* **TASK REQUIREMENTS**:
Retype, word for word, every line from the one holding "If you could indicate the grass" through the one holding "point(916, 134)" in the entries below, both included, and only those lines.

* **DATASET ENTRIES**:

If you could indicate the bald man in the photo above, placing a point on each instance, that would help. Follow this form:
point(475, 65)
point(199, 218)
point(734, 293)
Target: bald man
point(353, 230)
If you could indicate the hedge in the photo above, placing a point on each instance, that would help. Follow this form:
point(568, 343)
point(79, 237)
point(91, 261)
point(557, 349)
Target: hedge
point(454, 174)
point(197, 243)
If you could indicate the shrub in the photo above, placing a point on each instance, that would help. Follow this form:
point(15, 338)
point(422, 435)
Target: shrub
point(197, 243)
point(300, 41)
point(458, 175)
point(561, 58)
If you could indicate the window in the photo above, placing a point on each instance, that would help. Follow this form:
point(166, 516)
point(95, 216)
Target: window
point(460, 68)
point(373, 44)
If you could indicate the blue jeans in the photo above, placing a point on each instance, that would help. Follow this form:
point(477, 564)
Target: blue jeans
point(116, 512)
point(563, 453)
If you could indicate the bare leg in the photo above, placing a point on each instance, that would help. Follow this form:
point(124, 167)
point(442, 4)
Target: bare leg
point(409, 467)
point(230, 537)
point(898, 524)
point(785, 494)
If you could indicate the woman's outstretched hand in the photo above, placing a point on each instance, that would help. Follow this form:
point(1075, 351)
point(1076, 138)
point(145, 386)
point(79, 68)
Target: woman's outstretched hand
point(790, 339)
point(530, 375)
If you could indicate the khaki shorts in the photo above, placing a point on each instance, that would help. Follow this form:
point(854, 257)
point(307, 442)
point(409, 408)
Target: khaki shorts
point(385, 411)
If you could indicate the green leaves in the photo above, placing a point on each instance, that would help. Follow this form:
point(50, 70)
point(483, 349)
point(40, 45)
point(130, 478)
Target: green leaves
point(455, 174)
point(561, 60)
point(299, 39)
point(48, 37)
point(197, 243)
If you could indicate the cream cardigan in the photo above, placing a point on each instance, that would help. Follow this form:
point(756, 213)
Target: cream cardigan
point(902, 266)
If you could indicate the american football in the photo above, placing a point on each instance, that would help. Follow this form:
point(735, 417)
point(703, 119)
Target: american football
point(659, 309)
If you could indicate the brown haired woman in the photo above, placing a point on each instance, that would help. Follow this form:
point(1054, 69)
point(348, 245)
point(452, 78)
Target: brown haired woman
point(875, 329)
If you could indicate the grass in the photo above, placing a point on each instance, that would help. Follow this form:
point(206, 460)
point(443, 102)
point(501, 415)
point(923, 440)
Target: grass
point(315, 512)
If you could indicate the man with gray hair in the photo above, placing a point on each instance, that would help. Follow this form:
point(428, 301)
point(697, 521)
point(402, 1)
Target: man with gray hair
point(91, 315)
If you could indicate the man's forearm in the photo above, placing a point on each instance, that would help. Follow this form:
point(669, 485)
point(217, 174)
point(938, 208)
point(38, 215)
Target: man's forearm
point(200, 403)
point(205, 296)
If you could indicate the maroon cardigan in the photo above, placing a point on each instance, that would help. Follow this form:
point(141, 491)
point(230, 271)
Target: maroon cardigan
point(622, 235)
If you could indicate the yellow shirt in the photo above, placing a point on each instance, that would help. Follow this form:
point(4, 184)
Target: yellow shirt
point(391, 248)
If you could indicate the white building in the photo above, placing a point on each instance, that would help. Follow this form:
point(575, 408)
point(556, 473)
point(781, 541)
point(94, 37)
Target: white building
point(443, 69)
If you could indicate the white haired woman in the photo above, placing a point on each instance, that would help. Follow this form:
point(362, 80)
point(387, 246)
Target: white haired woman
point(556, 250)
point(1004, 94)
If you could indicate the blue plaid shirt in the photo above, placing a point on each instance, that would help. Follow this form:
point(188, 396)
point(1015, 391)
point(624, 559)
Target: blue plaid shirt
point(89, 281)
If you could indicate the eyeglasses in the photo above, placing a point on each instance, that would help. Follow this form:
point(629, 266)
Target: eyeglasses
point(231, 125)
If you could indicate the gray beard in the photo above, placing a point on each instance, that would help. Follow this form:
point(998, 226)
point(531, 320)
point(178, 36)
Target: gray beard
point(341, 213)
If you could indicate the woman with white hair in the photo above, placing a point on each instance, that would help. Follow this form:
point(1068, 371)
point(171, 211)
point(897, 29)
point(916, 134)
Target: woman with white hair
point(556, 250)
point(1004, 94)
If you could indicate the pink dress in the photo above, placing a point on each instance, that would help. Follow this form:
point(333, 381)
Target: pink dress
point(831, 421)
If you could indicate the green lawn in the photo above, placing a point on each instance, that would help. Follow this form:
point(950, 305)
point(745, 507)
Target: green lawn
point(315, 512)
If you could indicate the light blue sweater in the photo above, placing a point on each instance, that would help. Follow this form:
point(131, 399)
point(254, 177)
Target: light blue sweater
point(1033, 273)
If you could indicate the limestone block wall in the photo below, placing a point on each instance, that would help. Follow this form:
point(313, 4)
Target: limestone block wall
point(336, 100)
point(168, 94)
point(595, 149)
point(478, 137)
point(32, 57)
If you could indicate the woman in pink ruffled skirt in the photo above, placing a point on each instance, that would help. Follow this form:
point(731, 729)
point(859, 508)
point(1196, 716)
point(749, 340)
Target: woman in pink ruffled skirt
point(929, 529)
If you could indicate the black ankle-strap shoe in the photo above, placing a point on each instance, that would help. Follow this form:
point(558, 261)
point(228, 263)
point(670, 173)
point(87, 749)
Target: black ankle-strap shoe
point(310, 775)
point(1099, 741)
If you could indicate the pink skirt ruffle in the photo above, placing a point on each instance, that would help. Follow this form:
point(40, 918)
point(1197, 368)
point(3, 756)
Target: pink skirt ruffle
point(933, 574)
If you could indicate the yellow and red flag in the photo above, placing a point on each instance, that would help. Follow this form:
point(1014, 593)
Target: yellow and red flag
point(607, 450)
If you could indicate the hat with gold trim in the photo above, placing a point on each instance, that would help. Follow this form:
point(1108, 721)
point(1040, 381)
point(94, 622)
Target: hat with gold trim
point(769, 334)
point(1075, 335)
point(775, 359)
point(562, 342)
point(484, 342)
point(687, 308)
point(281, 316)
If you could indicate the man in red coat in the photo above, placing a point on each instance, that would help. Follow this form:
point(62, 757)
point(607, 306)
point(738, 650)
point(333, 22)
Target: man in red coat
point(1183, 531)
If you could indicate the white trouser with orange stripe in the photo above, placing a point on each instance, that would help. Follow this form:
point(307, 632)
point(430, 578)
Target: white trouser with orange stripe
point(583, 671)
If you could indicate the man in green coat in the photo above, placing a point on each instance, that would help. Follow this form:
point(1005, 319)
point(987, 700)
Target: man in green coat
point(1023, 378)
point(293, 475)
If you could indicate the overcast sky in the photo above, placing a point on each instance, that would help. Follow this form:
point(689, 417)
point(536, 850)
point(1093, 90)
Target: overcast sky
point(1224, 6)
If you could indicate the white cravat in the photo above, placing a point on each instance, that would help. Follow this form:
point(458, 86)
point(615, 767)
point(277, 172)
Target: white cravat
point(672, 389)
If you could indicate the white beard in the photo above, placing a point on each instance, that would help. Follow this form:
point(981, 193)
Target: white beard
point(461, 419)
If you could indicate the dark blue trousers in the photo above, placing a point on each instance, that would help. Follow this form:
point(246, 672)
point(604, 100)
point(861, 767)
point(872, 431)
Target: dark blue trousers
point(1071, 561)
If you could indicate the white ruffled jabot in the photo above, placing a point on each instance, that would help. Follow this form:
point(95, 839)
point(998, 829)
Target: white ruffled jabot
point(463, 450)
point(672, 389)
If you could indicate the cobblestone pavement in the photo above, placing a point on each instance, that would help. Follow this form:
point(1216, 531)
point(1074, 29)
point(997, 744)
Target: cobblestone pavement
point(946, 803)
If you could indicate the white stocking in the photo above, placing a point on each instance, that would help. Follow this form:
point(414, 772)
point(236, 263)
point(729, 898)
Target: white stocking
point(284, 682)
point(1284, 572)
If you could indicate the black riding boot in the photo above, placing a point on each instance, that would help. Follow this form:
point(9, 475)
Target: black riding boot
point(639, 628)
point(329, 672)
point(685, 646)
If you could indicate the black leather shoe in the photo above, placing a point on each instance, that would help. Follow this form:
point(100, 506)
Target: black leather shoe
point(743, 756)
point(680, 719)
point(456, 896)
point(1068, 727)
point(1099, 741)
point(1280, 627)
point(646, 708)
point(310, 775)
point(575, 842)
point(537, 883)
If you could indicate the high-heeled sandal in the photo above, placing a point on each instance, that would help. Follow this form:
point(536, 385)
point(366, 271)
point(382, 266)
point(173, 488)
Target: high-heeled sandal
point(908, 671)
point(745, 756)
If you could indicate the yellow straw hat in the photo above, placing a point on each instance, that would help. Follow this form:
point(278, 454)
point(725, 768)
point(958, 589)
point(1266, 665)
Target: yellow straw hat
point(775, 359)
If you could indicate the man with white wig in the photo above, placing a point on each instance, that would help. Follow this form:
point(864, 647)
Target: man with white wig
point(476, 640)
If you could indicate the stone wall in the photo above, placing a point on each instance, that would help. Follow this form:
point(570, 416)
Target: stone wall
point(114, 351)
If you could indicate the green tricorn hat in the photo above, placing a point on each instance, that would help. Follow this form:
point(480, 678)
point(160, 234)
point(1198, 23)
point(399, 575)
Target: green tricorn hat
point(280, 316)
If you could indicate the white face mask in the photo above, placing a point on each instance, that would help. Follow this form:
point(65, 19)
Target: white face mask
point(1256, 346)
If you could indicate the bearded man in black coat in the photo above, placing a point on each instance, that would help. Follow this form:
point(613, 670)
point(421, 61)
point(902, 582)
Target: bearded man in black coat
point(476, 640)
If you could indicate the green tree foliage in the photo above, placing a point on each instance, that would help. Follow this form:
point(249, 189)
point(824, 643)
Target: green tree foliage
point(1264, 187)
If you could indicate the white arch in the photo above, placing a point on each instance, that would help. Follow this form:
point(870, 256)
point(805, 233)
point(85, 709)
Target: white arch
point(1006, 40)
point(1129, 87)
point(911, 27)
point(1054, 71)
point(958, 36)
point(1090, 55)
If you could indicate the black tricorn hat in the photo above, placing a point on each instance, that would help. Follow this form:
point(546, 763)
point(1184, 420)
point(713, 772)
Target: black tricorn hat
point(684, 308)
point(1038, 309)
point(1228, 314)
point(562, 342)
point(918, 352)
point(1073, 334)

* **OUTPUT FOR THIS TASK**:
If you could indicate the grass in the photo above, placing a point on each instance, that would help. Follow this form:
point(206, 460)
point(443, 102)
point(501, 415)
point(923, 440)
Target: grass
point(315, 512)
If you could indicate the man with gray hair in the photo above, placing a point on each instance, that would help. Follow this form:
point(428, 301)
point(697, 521)
point(402, 1)
Target: man with gray hair
point(91, 315)
If you could indicate the man's forearm in the photo above, placing a point on each instance, that would help. Follow this form:
point(669, 485)
point(217, 174)
point(938, 208)
point(38, 215)
Target: man's forearm
point(200, 403)
point(205, 296)
If you could indicate the maroon cardigan in the photo above, placing a point on each instance, that would help. Follow this form:
point(141, 491)
point(230, 271)
Target: maroon cardigan
point(622, 235)
If you could indicate the yellow shirt in the photo above, placing a point on each instance, that would help. Follow this form:
point(4, 184)
Target: yellow shirt
point(391, 248)
If you could indicate the white building in the photo above, placing a point on each instance, that would help. Follow this form:
point(575, 408)
point(556, 473)
point(781, 541)
point(94, 37)
Target: white building
point(443, 69)
If you could indicate the white haired woman in the photo above, placing a point on each instance, that would help. Follow this form:
point(362, 80)
point(387, 246)
Target: white haired woman
point(556, 250)
point(1004, 94)
If you could indicate the blue plaid shirt in the photo above, placing a point on each instance, that would help. Follow this form:
point(188, 396)
point(1015, 391)
point(624, 559)
Target: blue plaid shirt
point(89, 281)
If you could indicate the eyeglasses in the photo above, placing a point on each instance, that would help. Follow this form:
point(629, 266)
Target: eyeglasses
point(231, 125)
If you could indicate the gray beard in the photo above, placing a point on each instance, that would help. Follow this form:
point(998, 226)
point(531, 320)
point(178, 36)
Target: gray beard
point(341, 213)
If you could indicate the woman with white hair in the photo above, placing a point on each instance, that would help. Follow this form:
point(1068, 371)
point(171, 211)
point(897, 29)
point(916, 134)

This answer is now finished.